__Directions__
Every entry here needs to be repeated exactly.

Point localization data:
- Opening Delimiter -

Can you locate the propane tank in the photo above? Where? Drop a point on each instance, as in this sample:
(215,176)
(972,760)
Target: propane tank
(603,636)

- Closing Delimiter -

__Written reply__
Can you locate the propane tank in the photo above? Where? Drop a point on each instance, as in this sample:
(215,176)
(972,760)
Target: propane tank
(603,636)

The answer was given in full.